BEGIN Extracted records

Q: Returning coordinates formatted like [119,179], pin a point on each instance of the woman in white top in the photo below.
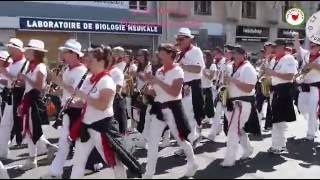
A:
[97,124]
[32,110]
[168,110]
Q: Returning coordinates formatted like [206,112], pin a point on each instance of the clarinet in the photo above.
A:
[59,120]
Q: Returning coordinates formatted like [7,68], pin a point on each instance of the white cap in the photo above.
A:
[16,43]
[72,45]
[4,55]
[184,32]
[37,45]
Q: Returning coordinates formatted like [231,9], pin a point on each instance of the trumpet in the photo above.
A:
[223,90]
[265,81]
[52,85]
[59,120]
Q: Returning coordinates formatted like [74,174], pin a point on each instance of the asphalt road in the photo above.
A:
[302,161]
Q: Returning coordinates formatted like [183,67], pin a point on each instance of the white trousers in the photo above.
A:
[188,108]
[217,121]
[3,172]
[156,130]
[56,168]
[278,135]
[236,121]
[83,151]
[308,106]
[6,126]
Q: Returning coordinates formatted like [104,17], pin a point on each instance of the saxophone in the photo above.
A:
[129,83]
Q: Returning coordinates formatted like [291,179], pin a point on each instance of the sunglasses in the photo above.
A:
[180,39]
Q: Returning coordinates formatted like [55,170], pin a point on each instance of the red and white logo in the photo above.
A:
[295,16]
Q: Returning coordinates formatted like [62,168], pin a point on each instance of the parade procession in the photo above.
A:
[110,99]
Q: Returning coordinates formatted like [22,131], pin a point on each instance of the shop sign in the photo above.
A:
[252,34]
[68,25]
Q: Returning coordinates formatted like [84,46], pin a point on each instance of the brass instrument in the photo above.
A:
[129,83]
[223,90]
[265,81]
[142,94]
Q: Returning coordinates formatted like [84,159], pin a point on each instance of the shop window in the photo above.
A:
[202,7]
[138,5]
[285,8]
[249,9]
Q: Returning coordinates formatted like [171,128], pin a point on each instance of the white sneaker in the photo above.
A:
[226,163]
[191,170]
[51,152]
[212,136]
[50,176]
[29,165]
[165,143]
[247,153]
[179,152]
[146,176]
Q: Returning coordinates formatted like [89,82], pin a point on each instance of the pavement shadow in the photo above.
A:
[263,161]
[15,172]
[305,151]
[208,146]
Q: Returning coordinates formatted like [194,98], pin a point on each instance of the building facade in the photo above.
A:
[91,22]
[249,23]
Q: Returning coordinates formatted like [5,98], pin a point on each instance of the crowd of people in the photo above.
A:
[106,102]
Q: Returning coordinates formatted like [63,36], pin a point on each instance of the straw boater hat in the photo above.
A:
[72,45]
[15,43]
[118,51]
[37,45]
[4,56]
[184,32]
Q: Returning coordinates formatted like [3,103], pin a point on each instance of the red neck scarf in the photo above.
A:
[312,58]
[95,78]
[77,65]
[167,68]
[183,53]
[279,57]
[33,65]
[18,59]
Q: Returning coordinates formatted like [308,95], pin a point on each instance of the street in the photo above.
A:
[302,161]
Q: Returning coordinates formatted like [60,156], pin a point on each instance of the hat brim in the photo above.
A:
[36,49]
[66,48]
[186,35]
[10,45]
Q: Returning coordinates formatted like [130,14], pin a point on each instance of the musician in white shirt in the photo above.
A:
[241,90]
[308,102]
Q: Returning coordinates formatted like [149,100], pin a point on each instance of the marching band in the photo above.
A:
[107,102]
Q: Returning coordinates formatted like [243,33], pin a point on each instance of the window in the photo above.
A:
[249,9]
[285,8]
[202,7]
[138,5]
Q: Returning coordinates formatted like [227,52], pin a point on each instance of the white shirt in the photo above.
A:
[168,78]
[193,57]
[33,76]
[117,76]
[15,68]
[140,82]
[246,74]
[92,114]
[205,82]
[287,64]
[121,65]
[314,75]
[72,77]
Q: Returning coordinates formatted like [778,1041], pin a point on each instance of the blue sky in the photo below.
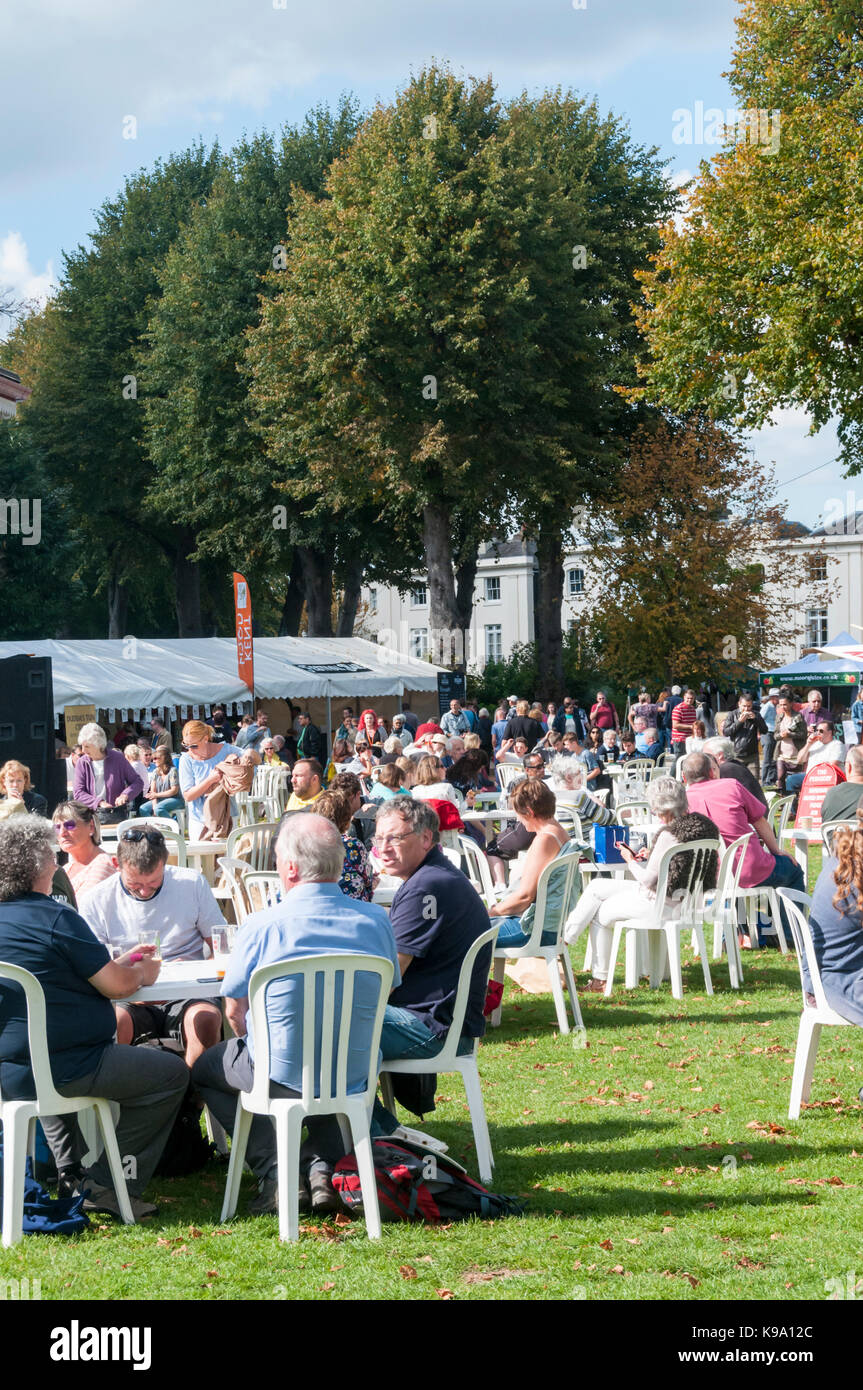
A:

END Extracted records

What the task asks
Arrange the lines as a JSON list of strings, one string per line and no blank lines, starting at the line containing "Q: Returning coordinates formatted like [243,33], pin" and ending at the final line of the items. Leave the pictures out of the list.

Final result
[
  "Q: Returning coordinates formatted like [243,33], pin a point on each instance of the window in the photo above.",
  "A:",
  "[249,9]",
  "[285,8]",
  "[202,7]",
  "[138,5]",
  "Q: Returning coordinates formatted like [227,52], pin a point on each instance of the white shirt in the photo above.",
  "A:",
  "[168,78]",
  "[193,57]",
  "[33,76]",
  "[117,76]",
  "[15,68]",
  "[140,82]",
  "[246,74]",
  "[92,114]",
  "[205,82]",
  "[287,64]",
  "[121,65]",
  "[314,75]",
  "[72,77]",
  "Q: Returning coordinates formatted like [778,1041], pin a point on each instance of the blue sky in the photo below.",
  "A:"
]